Position annotation records:
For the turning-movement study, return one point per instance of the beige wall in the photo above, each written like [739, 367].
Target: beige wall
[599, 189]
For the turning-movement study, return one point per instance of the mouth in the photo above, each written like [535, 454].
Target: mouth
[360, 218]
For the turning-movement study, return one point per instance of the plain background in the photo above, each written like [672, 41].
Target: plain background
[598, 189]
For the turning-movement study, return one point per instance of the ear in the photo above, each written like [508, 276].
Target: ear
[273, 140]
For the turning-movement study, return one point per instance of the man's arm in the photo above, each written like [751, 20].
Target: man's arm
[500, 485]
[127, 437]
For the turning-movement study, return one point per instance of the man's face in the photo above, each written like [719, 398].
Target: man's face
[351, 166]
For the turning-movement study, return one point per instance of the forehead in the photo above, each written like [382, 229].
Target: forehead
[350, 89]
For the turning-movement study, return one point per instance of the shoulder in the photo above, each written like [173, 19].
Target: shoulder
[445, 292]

DIRECTIONS FOR THIS TASK:
Put the lines of the data, from the line containing "like [382, 229]." through the end of the data, into a JSON list of strings with one string per line, leaving out any blank lines.

CORRECT ANSWER:
[
  "For the turning-movement study, return one point per instance of the forehead in the photo above, each written like [382, 229].",
  "Target: forehead",
  "[350, 89]",
  "For the turning-movement study, return one point per instance of the shoulder in the photo above, each written like [173, 19].",
  "Target: shoulder",
  "[445, 292]"
]